WORK INSTRUCTIONS: Extend the description of the Theatre Royal Haymarket with a few more sentences, picking up right after its last line.

DOCUMENT:
>> begin
This storied (and potentially haunted) venue is one of London's oldest theatres

Dating back to the eighteenth century, Theatre Royal Haymarket is London's third oldest theatre that's still in use. On the outside, its gleaming white Neoclassical facade, designed by John Nash, features six stately Corinthian columns. On the inside, things have often been rather less dignified. The theatre's riotous history includes the 'Dreadful Accident' of 1794, where 20 people were killed in a crush of audience members trying to glimpse the king. It was also the home of legendarily scurrilous 18th century actor, theatre manager and satirist Samuel Foote, whose digs at other performers regularly threatened the theatre's existence.
>> end
INFORMATION PROVIDED:
>> begin
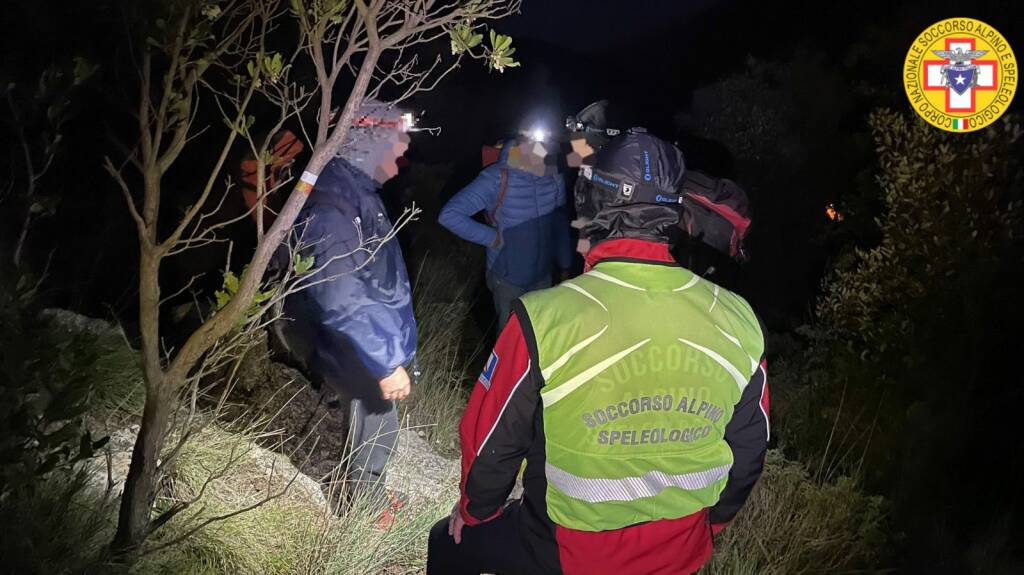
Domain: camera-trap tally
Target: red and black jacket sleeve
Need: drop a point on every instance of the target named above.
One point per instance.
(497, 429)
(748, 434)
>> end
REPLY TO THE TASK:
Perhaps unsurprisingly, given its long and eventful history, it's also one of London's most haunted theatres. Actor Patrick Stewart is the latest person to have claimed to see the ghost of the theatre's Victorian actor-manager, John Baldwin Buckstone, who apparently hangs out in the wings, wearing tweeds, when a comedy is playing. 

Unlike its West End neighbours, Theatre Royal Haymarket offers a clutch of fresh openings each year. One of the finest proscenium arches in theatreland frames a line-up that focuses on 'proper theatre': you'll regularly get celeb-led takes on classic 20th century plays, as well as the odd production of Shakespeare or a new musical.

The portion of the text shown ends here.